-- BEGIN Entries shown --

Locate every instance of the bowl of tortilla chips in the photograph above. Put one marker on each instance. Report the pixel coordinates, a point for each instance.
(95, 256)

-- END Entries shown --
-- BEGIN Entries shown --

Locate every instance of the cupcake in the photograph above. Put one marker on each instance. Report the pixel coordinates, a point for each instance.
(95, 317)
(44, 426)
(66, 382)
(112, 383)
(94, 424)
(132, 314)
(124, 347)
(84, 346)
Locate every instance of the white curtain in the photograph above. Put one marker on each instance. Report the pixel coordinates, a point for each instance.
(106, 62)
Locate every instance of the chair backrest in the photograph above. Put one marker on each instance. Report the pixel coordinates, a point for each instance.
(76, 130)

-- END Entries shown --

_Written task:_ Extract every line of the entries above that contains the string "photograph". Matching is case-sensitive.

_Full solution:_
Locate every instance of the bowl of tortilla chips in the photograph above. Put one marker on each instance. Report the pixel coordinates, a point for each instance.
Locate every instance of the cupcake in the photograph above. Put one marker on each instance. Report the pixel coordinates, a point for each instance.
Locate every instance of the white curtain in the photograph above. Put one marker on each instance. Report the pixel coordinates, a point for each instance.
Locate every instance of the chair backrest in the photograph above. Put one marker on each instance. Report the pixel coordinates, a point for each instance.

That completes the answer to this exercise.